Pull out every line in the records below that contains the string "background" and copy each one in full.

▶ **MATERIAL SUPPLIED**
================================
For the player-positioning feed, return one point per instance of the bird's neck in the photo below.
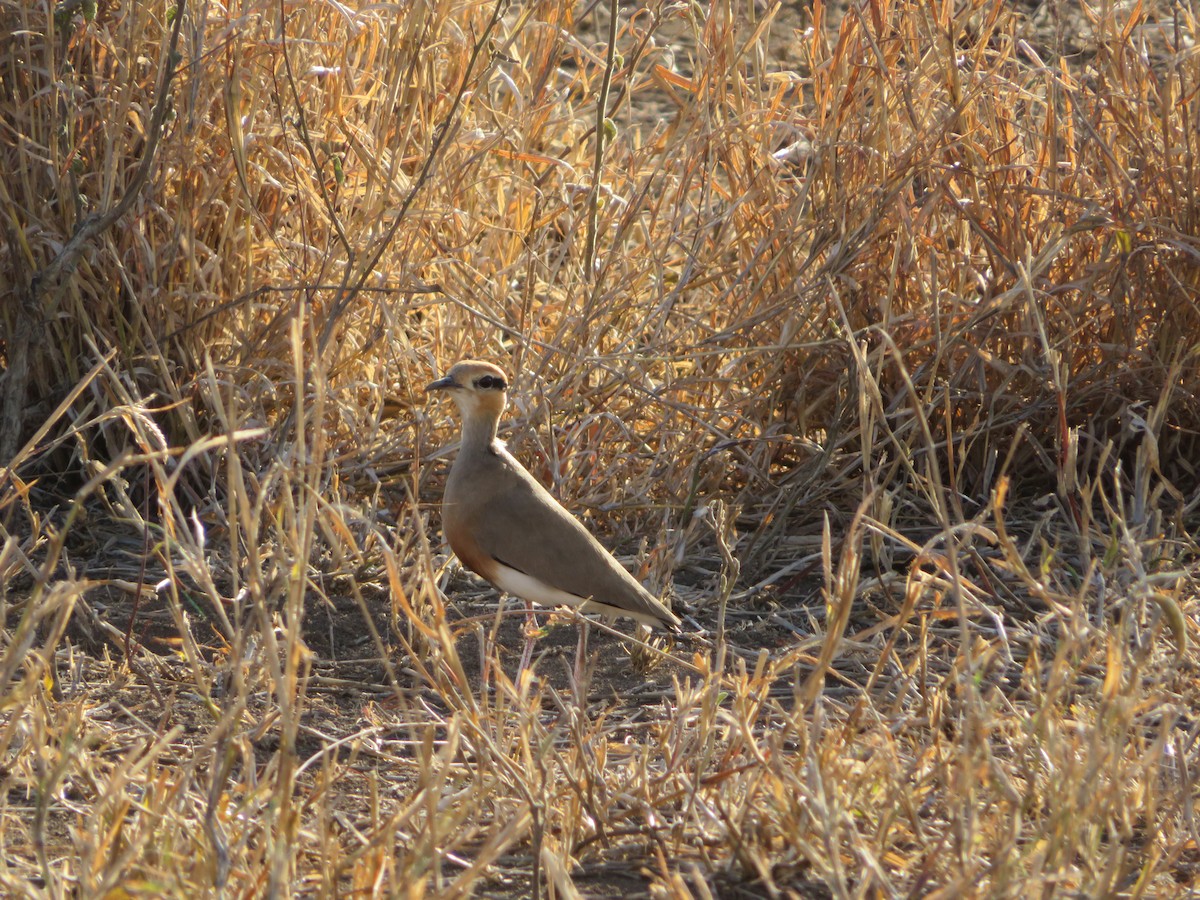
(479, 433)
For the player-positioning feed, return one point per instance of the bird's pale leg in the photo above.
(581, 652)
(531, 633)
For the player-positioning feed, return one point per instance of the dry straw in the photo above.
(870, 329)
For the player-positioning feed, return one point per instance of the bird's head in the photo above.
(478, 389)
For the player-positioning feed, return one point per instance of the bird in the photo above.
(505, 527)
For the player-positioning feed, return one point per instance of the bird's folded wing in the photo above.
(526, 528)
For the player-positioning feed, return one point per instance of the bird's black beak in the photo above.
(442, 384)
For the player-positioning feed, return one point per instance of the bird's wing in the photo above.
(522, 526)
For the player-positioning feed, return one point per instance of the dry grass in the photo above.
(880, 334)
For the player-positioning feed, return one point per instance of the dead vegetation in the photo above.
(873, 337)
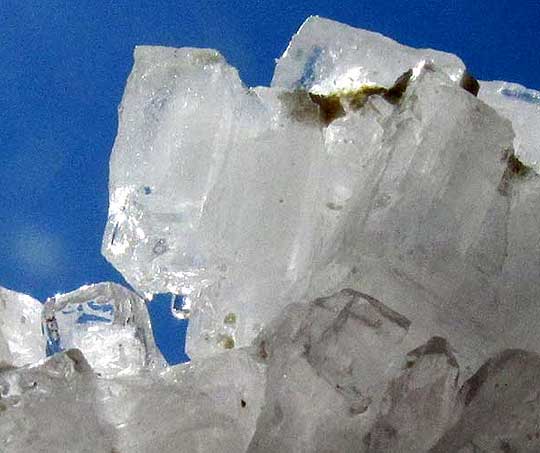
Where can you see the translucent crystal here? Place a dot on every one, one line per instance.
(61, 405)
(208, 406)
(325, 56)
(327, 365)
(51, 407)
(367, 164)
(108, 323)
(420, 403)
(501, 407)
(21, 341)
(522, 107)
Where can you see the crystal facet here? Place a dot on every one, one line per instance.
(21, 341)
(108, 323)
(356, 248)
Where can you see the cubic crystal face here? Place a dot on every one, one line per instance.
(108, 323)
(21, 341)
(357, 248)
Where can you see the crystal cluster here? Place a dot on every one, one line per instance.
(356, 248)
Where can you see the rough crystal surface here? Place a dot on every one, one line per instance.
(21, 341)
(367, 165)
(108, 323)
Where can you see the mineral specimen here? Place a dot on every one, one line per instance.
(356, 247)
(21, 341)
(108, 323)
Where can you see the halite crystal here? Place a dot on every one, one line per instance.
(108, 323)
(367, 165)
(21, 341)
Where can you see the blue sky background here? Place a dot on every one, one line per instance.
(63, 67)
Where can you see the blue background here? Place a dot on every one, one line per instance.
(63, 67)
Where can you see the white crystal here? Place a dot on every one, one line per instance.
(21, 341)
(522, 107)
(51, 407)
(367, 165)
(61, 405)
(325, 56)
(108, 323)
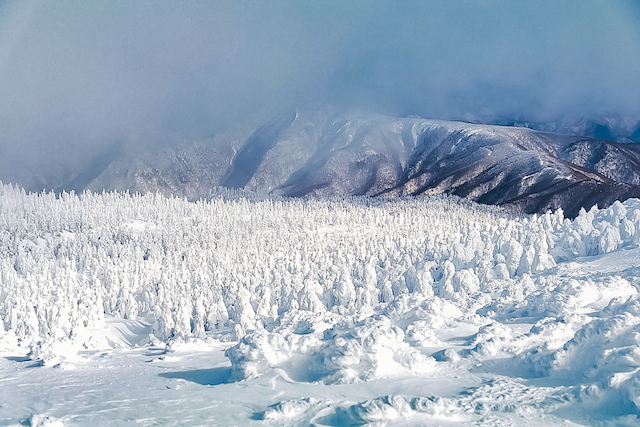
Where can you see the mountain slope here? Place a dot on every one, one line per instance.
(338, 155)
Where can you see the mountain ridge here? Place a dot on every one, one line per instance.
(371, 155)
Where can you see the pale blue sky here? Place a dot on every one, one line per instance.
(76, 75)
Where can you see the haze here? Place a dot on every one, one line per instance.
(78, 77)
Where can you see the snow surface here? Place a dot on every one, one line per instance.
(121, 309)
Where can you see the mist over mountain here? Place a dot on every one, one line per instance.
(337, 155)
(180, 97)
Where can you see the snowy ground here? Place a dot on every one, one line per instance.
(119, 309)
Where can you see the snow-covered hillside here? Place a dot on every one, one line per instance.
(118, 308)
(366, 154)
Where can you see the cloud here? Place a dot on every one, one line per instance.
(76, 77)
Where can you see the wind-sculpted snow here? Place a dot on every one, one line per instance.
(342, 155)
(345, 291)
================================
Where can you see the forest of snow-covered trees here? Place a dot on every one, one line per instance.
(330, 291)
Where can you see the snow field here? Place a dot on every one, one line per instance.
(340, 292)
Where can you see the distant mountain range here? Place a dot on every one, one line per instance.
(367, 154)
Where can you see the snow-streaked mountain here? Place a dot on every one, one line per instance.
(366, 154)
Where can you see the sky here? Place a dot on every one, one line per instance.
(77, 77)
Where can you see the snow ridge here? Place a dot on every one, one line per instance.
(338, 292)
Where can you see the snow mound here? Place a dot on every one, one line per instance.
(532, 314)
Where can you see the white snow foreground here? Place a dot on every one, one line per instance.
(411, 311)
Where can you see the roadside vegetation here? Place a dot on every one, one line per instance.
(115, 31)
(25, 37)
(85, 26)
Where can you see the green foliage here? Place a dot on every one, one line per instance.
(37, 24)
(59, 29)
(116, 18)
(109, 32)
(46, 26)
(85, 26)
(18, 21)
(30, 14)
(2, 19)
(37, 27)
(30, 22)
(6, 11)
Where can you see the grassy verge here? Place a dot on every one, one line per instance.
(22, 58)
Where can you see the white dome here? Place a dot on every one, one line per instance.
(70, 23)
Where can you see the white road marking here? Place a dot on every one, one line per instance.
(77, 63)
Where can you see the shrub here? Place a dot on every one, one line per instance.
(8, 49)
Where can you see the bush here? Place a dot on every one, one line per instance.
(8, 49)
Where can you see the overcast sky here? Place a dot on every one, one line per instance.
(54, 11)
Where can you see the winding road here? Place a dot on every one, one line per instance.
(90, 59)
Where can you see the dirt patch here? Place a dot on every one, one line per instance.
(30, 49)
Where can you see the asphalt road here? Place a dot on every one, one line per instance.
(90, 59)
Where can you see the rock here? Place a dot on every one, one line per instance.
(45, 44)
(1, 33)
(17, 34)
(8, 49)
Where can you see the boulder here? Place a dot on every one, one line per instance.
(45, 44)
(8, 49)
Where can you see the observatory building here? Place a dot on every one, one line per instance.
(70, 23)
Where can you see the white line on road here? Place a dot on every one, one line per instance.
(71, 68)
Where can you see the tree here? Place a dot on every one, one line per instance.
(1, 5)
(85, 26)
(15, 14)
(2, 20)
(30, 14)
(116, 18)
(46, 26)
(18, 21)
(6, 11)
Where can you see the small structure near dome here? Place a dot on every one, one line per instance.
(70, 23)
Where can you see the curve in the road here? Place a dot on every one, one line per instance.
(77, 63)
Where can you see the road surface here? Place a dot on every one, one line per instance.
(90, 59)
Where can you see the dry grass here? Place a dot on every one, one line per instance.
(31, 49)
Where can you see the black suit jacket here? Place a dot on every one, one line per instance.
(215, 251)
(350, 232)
================================
▶ **PROBLEM SOLUTION**
Where can you see the blue sky background here? Place a dot on every one, one line per instance.
Where can you see the blue background here? Place a dot on every one, one line per instance.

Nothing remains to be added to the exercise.